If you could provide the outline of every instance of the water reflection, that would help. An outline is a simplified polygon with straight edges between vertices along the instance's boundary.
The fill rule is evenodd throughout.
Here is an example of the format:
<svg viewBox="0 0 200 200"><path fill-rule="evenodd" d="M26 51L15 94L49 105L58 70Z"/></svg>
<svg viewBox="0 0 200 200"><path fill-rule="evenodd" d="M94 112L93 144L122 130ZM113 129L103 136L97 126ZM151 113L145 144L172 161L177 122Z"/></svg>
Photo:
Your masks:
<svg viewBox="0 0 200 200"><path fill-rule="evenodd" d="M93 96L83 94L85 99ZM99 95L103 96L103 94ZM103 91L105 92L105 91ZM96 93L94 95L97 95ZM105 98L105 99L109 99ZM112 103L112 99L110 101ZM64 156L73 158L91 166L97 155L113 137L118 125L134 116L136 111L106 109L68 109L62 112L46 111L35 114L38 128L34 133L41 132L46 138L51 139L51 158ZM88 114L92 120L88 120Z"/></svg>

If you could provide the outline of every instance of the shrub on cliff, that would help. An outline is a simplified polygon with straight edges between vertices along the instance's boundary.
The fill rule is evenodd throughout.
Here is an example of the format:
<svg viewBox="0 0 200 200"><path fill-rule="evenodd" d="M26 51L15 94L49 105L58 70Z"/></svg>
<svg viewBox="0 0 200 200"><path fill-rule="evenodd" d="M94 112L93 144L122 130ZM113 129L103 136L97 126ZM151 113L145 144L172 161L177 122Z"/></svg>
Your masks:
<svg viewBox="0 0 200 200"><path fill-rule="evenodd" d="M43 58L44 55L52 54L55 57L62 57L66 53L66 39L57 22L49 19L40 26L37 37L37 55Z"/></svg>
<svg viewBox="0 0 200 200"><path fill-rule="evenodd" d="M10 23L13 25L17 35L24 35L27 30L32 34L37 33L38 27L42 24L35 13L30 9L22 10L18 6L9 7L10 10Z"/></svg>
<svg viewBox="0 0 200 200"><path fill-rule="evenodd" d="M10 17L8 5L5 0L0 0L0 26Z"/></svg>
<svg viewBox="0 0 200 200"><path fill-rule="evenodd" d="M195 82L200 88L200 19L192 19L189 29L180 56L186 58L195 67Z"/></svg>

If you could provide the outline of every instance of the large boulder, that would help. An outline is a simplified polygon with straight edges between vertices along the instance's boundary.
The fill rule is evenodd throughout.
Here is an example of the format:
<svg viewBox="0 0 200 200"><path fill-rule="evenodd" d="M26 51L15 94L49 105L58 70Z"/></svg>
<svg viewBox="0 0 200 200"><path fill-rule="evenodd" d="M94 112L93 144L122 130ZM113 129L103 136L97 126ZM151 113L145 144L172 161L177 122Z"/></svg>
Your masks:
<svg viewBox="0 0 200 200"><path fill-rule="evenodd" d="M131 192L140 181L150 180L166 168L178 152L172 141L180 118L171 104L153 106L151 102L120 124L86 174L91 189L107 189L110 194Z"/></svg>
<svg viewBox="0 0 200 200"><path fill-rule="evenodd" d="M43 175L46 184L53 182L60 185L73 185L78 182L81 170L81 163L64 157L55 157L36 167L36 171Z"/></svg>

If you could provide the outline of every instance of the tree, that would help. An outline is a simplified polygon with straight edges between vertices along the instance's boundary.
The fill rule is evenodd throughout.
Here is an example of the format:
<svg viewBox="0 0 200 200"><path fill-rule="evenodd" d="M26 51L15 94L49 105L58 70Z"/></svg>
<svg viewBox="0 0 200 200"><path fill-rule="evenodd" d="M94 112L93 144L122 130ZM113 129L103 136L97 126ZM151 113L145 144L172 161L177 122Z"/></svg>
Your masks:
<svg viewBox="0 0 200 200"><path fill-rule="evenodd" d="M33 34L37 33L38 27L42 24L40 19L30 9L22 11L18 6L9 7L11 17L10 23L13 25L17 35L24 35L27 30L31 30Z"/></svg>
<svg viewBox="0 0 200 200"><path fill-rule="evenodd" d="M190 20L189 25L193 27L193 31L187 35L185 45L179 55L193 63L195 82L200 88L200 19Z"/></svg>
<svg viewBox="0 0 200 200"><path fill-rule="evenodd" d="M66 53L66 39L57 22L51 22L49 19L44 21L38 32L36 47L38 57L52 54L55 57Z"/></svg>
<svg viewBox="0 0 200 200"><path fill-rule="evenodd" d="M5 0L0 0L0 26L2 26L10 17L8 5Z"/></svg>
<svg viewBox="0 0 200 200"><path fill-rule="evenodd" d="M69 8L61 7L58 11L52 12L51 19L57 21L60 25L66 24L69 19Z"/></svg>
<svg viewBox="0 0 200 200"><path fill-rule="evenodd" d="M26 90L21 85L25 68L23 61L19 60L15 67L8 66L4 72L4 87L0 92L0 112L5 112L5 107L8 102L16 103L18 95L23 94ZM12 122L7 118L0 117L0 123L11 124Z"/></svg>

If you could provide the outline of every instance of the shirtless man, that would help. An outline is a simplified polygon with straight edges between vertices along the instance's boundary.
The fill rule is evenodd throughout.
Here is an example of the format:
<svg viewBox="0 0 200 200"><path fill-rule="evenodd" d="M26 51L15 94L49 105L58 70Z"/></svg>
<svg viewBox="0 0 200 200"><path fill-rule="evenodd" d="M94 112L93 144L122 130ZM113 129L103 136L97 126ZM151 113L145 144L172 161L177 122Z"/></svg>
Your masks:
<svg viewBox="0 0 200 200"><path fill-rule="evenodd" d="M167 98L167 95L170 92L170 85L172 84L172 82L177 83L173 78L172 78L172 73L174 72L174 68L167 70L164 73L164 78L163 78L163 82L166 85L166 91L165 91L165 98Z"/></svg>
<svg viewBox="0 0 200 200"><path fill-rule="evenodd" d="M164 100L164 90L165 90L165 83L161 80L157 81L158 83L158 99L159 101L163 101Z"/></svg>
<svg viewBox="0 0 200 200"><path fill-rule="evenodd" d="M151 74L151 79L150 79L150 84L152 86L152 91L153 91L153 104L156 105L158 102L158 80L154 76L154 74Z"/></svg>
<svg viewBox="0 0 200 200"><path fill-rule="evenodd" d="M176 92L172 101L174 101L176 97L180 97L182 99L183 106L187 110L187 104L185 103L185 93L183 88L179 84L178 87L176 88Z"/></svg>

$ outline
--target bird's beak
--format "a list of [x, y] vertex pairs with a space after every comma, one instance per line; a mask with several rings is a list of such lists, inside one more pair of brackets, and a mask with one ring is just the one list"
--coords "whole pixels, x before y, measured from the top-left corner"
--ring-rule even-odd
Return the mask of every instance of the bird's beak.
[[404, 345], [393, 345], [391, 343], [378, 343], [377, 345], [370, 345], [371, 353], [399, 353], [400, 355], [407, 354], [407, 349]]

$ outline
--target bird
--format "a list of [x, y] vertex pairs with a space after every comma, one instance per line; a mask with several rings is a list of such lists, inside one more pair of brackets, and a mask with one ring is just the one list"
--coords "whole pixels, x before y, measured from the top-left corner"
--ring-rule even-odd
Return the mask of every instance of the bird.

Challenge - Please extract the lines of the listing above, copied as they stand, beginning with the line that contains "of the large" and ending after the line that contains "175L46 184L53 182L60".

Result of the task -
If you could provide the outline of every instance of the large boulder, that would help. An outline is a simplified polygon with straight edges between vertices along the instance's boundary.
The fill rule is evenodd throughout.
Here is an example of the format:
<svg viewBox="0 0 200 200"><path fill-rule="evenodd" d="M26 51L15 94L49 105L58 70Z"/></svg>
<svg viewBox="0 0 200 200"><path fill-rule="evenodd" d="M94 112L93 144L122 130ZM113 129L103 136L97 126ZM151 113L145 144L172 161L177 122Z"/></svg>
Your masks:
<svg viewBox="0 0 200 200"><path fill-rule="evenodd" d="M131 192L140 181L150 180L166 168L178 152L172 141L180 118L171 104L153 106L151 102L120 124L86 174L91 189L107 189L110 194Z"/></svg>
<svg viewBox="0 0 200 200"><path fill-rule="evenodd" d="M43 175L46 184L53 182L60 185L73 185L78 182L81 170L81 163L64 157L55 157L36 167L36 171Z"/></svg>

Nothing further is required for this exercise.